**REQUIREMENTS**:
In the material below, repeat only the lines from the one that holds "the wooden sofa" through the final line, exactly as they stand.

**RECORDS FOR THE TASK**:
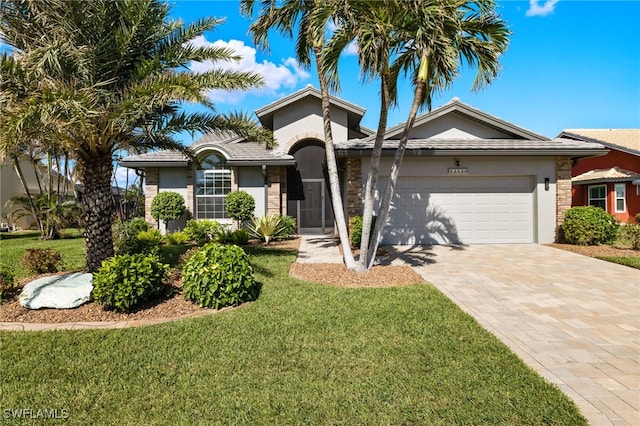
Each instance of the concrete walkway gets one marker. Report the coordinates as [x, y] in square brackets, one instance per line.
[574, 319]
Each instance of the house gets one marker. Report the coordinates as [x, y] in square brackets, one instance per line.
[467, 177]
[611, 181]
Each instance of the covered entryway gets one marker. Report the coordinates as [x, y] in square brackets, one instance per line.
[462, 210]
[307, 193]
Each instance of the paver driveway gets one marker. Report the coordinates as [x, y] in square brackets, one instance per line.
[574, 319]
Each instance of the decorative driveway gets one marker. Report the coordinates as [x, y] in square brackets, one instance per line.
[574, 319]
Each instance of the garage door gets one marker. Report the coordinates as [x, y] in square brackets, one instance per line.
[461, 210]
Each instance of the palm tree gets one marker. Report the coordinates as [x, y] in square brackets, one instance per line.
[436, 35]
[285, 16]
[110, 75]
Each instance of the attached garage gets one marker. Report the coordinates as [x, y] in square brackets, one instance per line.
[462, 210]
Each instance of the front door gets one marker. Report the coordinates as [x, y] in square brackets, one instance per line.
[312, 215]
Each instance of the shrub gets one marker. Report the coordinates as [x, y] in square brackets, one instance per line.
[355, 230]
[287, 227]
[125, 236]
[589, 225]
[240, 205]
[265, 227]
[240, 237]
[125, 282]
[167, 206]
[631, 231]
[219, 276]
[202, 231]
[7, 280]
[41, 261]
[177, 238]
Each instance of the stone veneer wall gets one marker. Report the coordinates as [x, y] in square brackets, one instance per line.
[353, 177]
[150, 191]
[563, 189]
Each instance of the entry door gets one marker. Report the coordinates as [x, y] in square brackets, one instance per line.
[312, 212]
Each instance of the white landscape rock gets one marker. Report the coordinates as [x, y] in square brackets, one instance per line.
[58, 291]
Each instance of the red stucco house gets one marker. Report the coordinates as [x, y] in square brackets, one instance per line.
[610, 181]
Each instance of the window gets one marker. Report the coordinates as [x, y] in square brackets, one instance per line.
[213, 183]
[598, 196]
[620, 196]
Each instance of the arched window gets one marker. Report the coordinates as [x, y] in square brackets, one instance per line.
[213, 183]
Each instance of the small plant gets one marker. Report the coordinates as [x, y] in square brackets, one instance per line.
[167, 206]
[202, 231]
[219, 276]
[288, 227]
[150, 241]
[240, 206]
[41, 261]
[589, 225]
[177, 238]
[125, 236]
[7, 280]
[265, 227]
[125, 282]
[355, 230]
[240, 237]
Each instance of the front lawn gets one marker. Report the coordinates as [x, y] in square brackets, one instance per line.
[303, 353]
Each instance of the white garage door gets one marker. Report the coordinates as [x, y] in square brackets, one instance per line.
[461, 210]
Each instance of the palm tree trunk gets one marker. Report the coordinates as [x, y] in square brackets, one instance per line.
[332, 169]
[390, 189]
[372, 177]
[95, 176]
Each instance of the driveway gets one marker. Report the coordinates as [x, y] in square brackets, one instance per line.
[574, 319]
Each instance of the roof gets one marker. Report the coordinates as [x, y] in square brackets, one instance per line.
[455, 105]
[265, 114]
[482, 147]
[627, 140]
[614, 174]
[235, 149]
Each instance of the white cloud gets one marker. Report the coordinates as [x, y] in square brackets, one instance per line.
[287, 74]
[537, 9]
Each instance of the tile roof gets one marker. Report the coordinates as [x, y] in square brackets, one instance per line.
[601, 175]
[624, 138]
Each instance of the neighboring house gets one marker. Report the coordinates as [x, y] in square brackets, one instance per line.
[11, 186]
[467, 177]
[611, 181]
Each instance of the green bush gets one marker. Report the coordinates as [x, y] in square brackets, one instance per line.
[287, 228]
[167, 206]
[202, 231]
[219, 276]
[125, 236]
[631, 231]
[41, 261]
[589, 225]
[7, 280]
[125, 282]
[265, 227]
[177, 238]
[240, 205]
[240, 237]
[355, 230]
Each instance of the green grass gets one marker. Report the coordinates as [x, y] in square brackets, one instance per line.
[14, 245]
[303, 353]
[633, 262]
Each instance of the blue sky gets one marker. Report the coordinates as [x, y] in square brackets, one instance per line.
[570, 64]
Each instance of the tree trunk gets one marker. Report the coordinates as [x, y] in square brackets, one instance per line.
[332, 169]
[95, 176]
[372, 177]
[385, 202]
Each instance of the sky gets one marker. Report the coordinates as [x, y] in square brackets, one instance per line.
[570, 64]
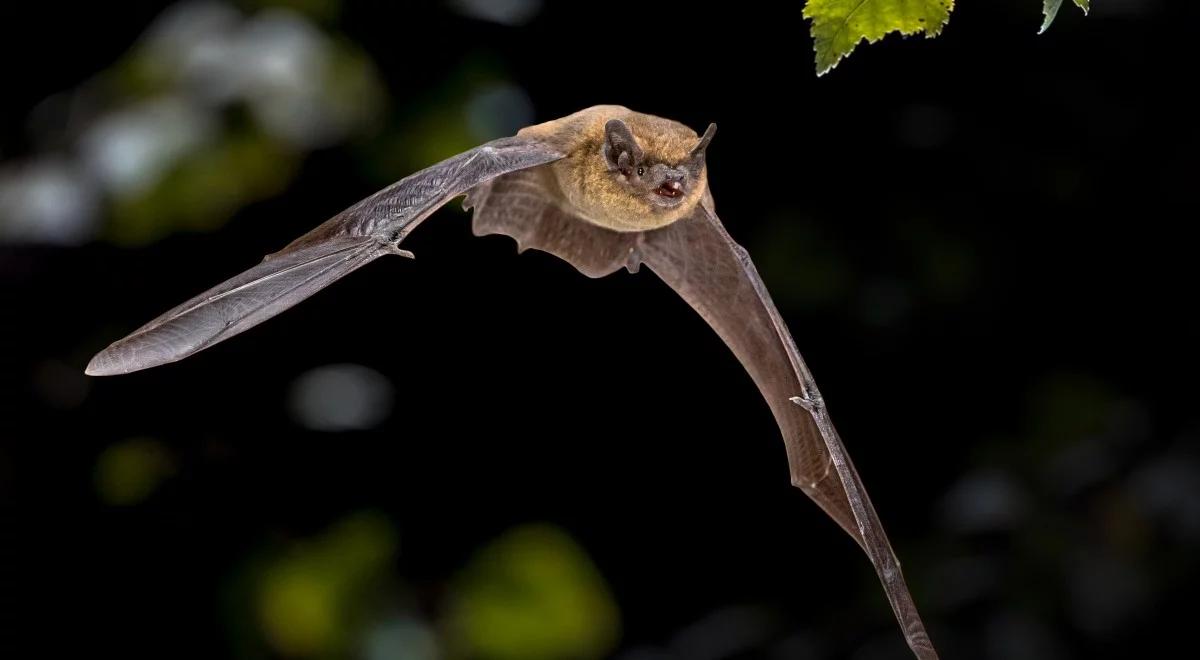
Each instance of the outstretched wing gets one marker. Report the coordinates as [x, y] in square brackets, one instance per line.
[699, 259]
[366, 231]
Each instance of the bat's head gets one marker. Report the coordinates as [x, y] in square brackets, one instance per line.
[665, 172]
[628, 171]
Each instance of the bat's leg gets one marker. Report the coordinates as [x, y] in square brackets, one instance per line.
[394, 243]
[875, 541]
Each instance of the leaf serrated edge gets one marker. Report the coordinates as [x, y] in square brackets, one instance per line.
[929, 30]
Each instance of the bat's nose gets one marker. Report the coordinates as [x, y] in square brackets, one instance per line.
[670, 189]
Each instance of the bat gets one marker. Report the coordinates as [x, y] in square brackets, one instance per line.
[603, 189]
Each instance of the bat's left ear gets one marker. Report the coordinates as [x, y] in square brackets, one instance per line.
[699, 150]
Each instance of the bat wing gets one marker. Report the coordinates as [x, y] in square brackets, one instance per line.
[713, 274]
[366, 231]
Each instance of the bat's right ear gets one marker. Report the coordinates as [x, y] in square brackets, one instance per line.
[621, 150]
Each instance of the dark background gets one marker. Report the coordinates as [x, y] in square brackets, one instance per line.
[978, 243]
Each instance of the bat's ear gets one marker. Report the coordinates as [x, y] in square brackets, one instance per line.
[621, 150]
[699, 150]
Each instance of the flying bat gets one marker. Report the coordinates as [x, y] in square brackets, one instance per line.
[603, 189]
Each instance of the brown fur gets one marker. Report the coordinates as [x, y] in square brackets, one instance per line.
[586, 186]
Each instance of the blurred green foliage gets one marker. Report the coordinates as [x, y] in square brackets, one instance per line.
[313, 599]
[130, 471]
[533, 594]
[204, 190]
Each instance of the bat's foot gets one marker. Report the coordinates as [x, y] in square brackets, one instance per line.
[394, 249]
[810, 401]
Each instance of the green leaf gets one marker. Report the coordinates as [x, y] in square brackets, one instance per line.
[838, 25]
[1050, 10]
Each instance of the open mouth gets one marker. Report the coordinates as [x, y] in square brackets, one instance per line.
[670, 190]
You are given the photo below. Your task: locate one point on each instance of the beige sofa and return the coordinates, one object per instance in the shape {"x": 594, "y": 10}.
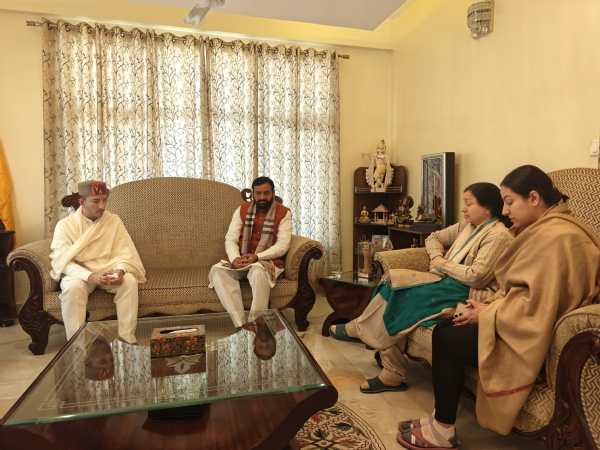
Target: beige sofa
{"x": 178, "y": 226}
{"x": 563, "y": 410}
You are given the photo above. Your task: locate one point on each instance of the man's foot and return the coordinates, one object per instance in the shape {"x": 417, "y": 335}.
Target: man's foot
{"x": 432, "y": 436}
{"x": 379, "y": 384}
{"x": 339, "y": 332}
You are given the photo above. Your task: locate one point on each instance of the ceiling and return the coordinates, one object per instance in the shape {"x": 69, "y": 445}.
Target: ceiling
{"x": 360, "y": 14}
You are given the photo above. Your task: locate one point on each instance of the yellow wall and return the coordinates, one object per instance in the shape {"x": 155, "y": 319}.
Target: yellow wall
{"x": 528, "y": 93}
{"x": 364, "y": 112}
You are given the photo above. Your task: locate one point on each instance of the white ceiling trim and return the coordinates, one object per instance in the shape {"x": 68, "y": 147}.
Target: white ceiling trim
{"x": 183, "y": 30}
{"x": 358, "y": 14}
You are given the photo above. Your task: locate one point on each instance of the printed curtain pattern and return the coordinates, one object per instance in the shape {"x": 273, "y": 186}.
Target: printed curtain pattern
{"x": 298, "y": 141}
{"x": 120, "y": 108}
{"x": 123, "y": 108}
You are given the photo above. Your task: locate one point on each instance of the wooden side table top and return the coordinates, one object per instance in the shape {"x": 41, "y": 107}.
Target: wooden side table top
{"x": 348, "y": 296}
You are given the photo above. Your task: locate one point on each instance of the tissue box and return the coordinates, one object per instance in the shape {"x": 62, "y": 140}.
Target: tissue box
{"x": 177, "y": 365}
{"x": 182, "y": 340}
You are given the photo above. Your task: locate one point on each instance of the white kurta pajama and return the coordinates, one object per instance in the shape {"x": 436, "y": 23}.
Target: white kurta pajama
{"x": 225, "y": 281}
{"x": 81, "y": 247}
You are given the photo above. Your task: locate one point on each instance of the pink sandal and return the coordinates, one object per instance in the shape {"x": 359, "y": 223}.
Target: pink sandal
{"x": 414, "y": 440}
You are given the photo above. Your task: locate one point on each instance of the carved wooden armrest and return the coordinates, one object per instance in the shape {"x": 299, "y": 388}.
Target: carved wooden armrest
{"x": 34, "y": 259}
{"x": 570, "y": 325}
{"x": 302, "y": 250}
{"x": 576, "y": 402}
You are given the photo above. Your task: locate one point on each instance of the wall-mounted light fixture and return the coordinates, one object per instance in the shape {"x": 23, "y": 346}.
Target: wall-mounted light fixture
{"x": 480, "y": 18}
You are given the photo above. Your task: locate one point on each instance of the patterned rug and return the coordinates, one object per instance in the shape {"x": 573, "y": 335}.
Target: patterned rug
{"x": 338, "y": 428}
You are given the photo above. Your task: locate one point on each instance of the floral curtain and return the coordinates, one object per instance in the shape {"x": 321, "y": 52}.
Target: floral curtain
{"x": 298, "y": 140}
{"x": 120, "y": 107}
{"x": 123, "y": 106}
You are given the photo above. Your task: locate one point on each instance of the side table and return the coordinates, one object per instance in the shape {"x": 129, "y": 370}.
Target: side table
{"x": 403, "y": 237}
{"x": 8, "y": 307}
{"x": 348, "y": 296}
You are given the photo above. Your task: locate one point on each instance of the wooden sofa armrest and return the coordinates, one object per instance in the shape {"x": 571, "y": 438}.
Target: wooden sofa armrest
{"x": 575, "y": 420}
{"x": 34, "y": 259}
{"x": 570, "y": 325}
{"x": 302, "y": 250}
{"x": 408, "y": 258}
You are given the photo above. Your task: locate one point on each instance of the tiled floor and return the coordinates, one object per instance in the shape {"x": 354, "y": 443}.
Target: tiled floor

**EXERCISE SOLUTION**:
You are given the photo above. Your task: locate one point on each instance of the wooden sofa armrest and return the coordinates, one object per instance in the shape {"x": 571, "y": 438}.
Target: wooden sofa armrest
{"x": 575, "y": 420}
{"x": 34, "y": 259}
{"x": 570, "y": 325}
{"x": 302, "y": 250}
{"x": 408, "y": 258}
You are given the photo above. Your task: locate one point on each instance of the tiled floor and return the coordinates, one object per instance in the shape {"x": 354, "y": 443}.
Target: tiled floor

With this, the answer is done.